#### [TEXTE FOURNI]

Tout a commencé par un rapport confidentiel du procureur général près la Cour de cassation, faisant état de soupçons graves : 19 millions de dollars auraient été décaissés de manière irrégulière, dans le cadre d’un marché public conclu de gré à gré, sans validation préalable, pour la construction d’un nouveau centre pénitentiaire à Kisangani. Un projet ambitieux inscrit dans le cadre de la modernisation du système carcéral national, mais dont l’exécution semble entachée de pratiques opaques.

La particularité de ce dossier réside dans l’origine des fonds : ils proviennent du FRIVAO (Fonds de Réparation pour les Victimes des Agressions d’Origine extérieure), un mécanisme financé notamment par les indemnisations versées par l’Ouganda, à la suite d’un arrêt historique de la Cour internationale de justice.

Dans une séance plénière sous tension, l’Assemblée nationale a voté à une large majorité la levée de l’immunité parlementaire de Constant Mutamba, ouvrant la voie à une instruction formelle du parquet général. Cette décision marque un tournant politique et institutionnel, tant il est rare qu’un ministre en fonction et de surcroît, celui en charge de la Justice soit mis en cause publiquement dans une affaire de détournement de fonds.

Dans un bref discours devant la plénière, Mutamba a reconnu « des erreurs de procédure » et a demandé pardon au peuple congolais, tout en niant toute intention frauduleuse : « J’ai agi dans l’urgence et dans l’intérêt général, mais peut-être en me trompant sur la méthode », a-t-il déclaré.

#### [ÉNONCÉ DU PROBLÈME]
Selon le texte fourni sur l'affaire Mutamba, de quel fonds proviennent les 19 millions de dollars destinés au centre pénitentiaire de Kisangani ?

#### [BLOC DE DONNÉES]
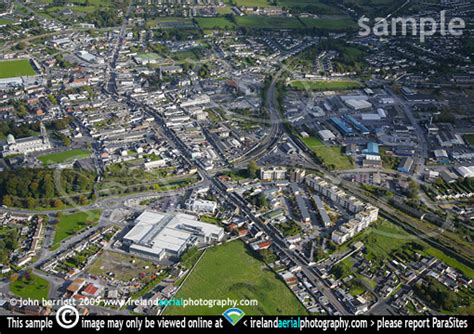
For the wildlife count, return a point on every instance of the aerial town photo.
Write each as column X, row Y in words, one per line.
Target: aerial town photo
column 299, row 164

#### [CORRIGÉ DE L'EXERCICE]
Ils proviennent du FRIVAO (Fonds de Réparation pour les Victimes des Agressions d'Origine extérieure).